[START OF Data rows]

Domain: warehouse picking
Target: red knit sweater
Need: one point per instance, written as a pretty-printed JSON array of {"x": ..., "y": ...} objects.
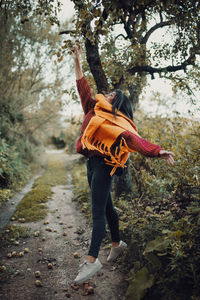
[{"x": 133, "y": 141}]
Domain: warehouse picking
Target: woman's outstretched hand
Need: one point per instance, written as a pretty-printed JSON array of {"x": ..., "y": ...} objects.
[
  {"x": 76, "y": 49},
  {"x": 168, "y": 156}
]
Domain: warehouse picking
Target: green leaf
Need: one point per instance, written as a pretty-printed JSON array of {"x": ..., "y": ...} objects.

[END OF Data rows]

**Written exercise**
Can you copy every one of the lines above word for word, leaving the pictures out?

**Problem solution**
Domain: warehouse picking
Target: red knit sweater
Need: one point per instance, written as a pretty-printed JSON array of {"x": ..., "y": ...} objects.
[{"x": 133, "y": 141}]
Domain: warehouse picking
Target: woman's outstretched hand
Need: one point per instance, written as a pretty-printed JSON array of {"x": ..., "y": ...} objects.
[
  {"x": 76, "y": 49},
  {"x": 168, "y": 156}
]
Domain: warehouse picking
Target: green leaf
Need: one point per instance, written as a pretty-printed JSON array of {"x": ..., "y": ...} objects.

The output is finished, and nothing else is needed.